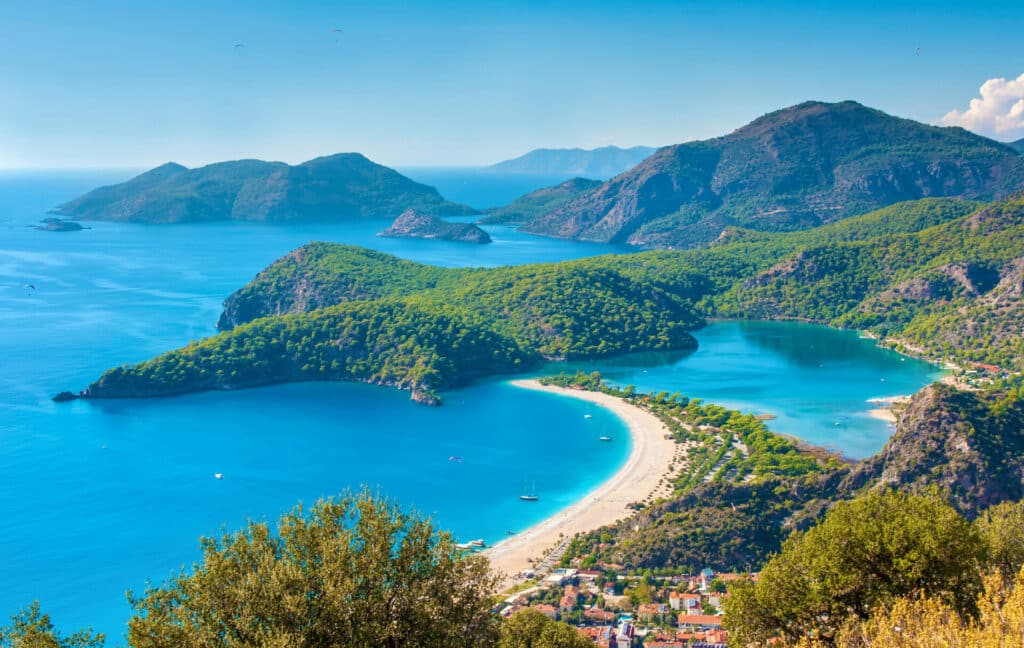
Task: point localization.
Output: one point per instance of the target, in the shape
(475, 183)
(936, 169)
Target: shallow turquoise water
(98, 497)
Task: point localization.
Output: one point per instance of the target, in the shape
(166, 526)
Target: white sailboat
(529, 495)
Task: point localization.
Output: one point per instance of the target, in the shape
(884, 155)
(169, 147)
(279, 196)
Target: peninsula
(342, 186)
(336, 312)
(413, 224)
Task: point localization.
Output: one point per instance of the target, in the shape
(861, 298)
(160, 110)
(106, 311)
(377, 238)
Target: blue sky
(101, 84)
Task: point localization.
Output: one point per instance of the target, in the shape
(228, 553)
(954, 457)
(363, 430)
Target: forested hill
(731, 509)
(807, 165)
(340, 186)
(941, 275)
(411, 326)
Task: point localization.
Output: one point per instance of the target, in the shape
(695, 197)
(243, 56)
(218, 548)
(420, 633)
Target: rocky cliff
(413, 224)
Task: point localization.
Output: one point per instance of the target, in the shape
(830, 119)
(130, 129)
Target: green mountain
(743, 490)
(411, 326)
(340, 186)
(540, 202)
(943, 277)
(413, 224)
(798, 168)
(597, 163)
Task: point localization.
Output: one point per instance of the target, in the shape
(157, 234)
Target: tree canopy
(352, 571)
(865, 553)
(32, 629)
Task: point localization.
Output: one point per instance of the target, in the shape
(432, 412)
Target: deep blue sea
(99, 497)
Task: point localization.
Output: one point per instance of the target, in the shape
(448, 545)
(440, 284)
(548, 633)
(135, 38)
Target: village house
(699, 621)
(603, 636)
(599, 615)
(651, 611)
(624, 636)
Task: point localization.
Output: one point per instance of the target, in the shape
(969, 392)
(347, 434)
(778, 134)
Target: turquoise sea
(99, 497)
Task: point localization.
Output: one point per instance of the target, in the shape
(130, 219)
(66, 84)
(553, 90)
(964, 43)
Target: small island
(413, 224)
(57, 224)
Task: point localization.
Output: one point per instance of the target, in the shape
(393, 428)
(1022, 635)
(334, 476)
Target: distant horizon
(468, 84)
(455, 166)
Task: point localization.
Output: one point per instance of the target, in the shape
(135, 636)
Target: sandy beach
(639, 477)
(886, 409)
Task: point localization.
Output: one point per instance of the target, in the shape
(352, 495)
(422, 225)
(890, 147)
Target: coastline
(640, 477)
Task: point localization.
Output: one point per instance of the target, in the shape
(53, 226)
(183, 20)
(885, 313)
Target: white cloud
(998, 113)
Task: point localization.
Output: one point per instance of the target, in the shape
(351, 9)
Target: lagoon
(101, 495)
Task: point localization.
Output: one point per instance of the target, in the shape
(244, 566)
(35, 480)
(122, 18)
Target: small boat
(529, 495)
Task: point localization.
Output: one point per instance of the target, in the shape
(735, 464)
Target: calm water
(816, 381)
(98, 497)
(479, 187)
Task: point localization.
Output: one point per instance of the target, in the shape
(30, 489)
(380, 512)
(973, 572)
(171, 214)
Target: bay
(100, 497)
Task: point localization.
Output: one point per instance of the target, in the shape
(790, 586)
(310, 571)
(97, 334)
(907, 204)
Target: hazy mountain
(597, 163)
(344, 185)
(794, 169)
(540, 202)
(413, 224)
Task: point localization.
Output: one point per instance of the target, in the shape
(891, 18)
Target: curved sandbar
(648, 462)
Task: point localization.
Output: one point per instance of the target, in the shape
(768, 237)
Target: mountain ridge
(792, 169)
(600, 163)
(342, 185)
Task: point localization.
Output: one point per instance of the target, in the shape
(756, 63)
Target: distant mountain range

====

* Task directions: Each line above is to be transcribed exactly, though its pictures are not.

* Response to this task:
Task: point localization.
Output: one point per instance of the target, in the shape
(475, 183)
(936, 169)
Target: shallow turquoise water
(98, 497)
Task: point localization.
Output: one point per instance of the target, in the shape
(166, 526)
Target: white sailboat
(529, 495)
Task: point localization.
Output: one point per instance of the target, in the shape
(884, 155)
(169, 147)
(279, 196)
Target: peninsula
(342, 186)
(336, 312)
(413, 224)
Task: point localization.
Output: one point per instance of the target, in the shape
(861, 298)
(160, 110)
(106, 311)
(377, 238)
Target: blue sky
(101, 84)
Task: point localization.
Output: one point per instance of the target, in the shape
(228, 553)
(954, 457)
(363, 430)
Target: forested hill
(731, 509)
(807, 165)
(340, 186)
(941, 275)
(411, 326)
Task: point localization.
Output: one point per instance of the target, in the shape
(695, 197)
(243, 56)
(218, 548)
(420, 633)
Target: rocky cliff
(413, 224)
Task: point localization.
Output: one point per instance of the target, in the shape
(830, 119)
(130, 129)
Target: green mountain
(743, 490)
(411, 326)
(340, 186)
(540, 202)
(943, 277)
(413, 224)
(798, 168)
(597, 163)
Task: point localization.
Output: one point per instance of the target, in the shape
(157, 234)
Target: tree canopy
(352, 571)
(865, 553)
(32, 629)
Task: point localization.
Output: one point per instance of the target, in the shape
(432, 412)
Target: deep blue sea
(99, 497)
Task: point localization.
Output: one point per instance of the target, in the shape
(448, 545)
(440, 284)
(548, 633)
(135, 38)
Target: village house
(699, 621)
(603, 636)
(599, 615)
(651, 611)
(624, 636)
Task: point localization.
Output: one point per instance of the target, in the shape
(969, 392)
(347, 434)
(778, 134)
Target: turquoise sea
(99, 497)
Task: point localization.
Output: one point per instance of the target, in the shape
(130, 219)
(66, 84)
(553, 90)
(964, 43)
Target: small island
(413, 224)
(57, 224)
Task: point localization.
Output: one point per instance of the target, in the shape
(393, 428)
(1022, 635)
(334, 476)
Target: distant horizon
(468, 84)
(455, 166)
Task: point localization.
Output: one point per instance of the target, in the shape
(135, 636)
Target: sandy beach
(639, 477)
(886, 409)
Task: point localization.
Output: one point per instance of the target, in the shape
(352, 495)
(422, 225)
(890, 147)
Target: coastline
(640, 477)
Task: point localization.
Output: one point per instance of the target, in the shape
(53, 226)
(183, 20)
(885, 313)
Target: white cloud
(998, 113)
Task: point localization.
Output: one point per instance of the target, in the shape
(351, 9)
Target: lagoon
(101, 495)
Task: point localization.
Output: one point per instance of the target, in the shape
(244, 566)
(35, 480)
(122, 18)
Target: small boat
(529, 495)
Task: point localization.
Output: one point per instance of the target, in the shape
(735, 464)
Target: calm water
(816, 381)
(98, 497)
(479, 187)
Task: point localization.
Output: one point per instance of the target, in the shape
(30, 489)
(380, 512)
(973, 572)
(171, 214)
Target: bay
(100, 497)
Task: point localization.
Output: one point per instance of the target, in the shape
(790, 586)
(310, 571)
(97, 334)
(907, 204)
Target: hazy mountain
(597, 163)
(344, 185)
(794, 169)
(540, 202)
(413, 224)
Task: point localization.
Output: one point per instance of the target, in the shape
(891, 18)
Target: curved sandbar
(648, 462)
Task: point localization.
Output: one point per instance of the target, in the shape
(768, 237)
Target: mountain ridge
(792, 169)
(600, 163)
(342, 185)
Task: point localization.
Output: one point per instance of the target, in the shape
(756, 63)
Target: distant mountain range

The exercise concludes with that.